[Stored data]
* * *

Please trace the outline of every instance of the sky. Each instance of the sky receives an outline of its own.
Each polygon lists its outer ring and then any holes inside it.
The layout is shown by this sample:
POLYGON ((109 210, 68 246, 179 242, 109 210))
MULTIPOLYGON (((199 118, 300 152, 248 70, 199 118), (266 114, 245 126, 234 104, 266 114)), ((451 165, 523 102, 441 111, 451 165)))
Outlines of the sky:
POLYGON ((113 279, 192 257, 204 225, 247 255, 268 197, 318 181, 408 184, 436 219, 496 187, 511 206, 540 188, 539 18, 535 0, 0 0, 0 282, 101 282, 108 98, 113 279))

* * *

INSTRUCTIONS TO FOLLOW: Which of the lines above carry the string "Each"? Copy every one.

EXERCISE RESULT:
Please trace the outline of every instance of the sky. Each instance of the sky receives an outline of its own.
Each polygon lists its outer ring and then any holes inside it.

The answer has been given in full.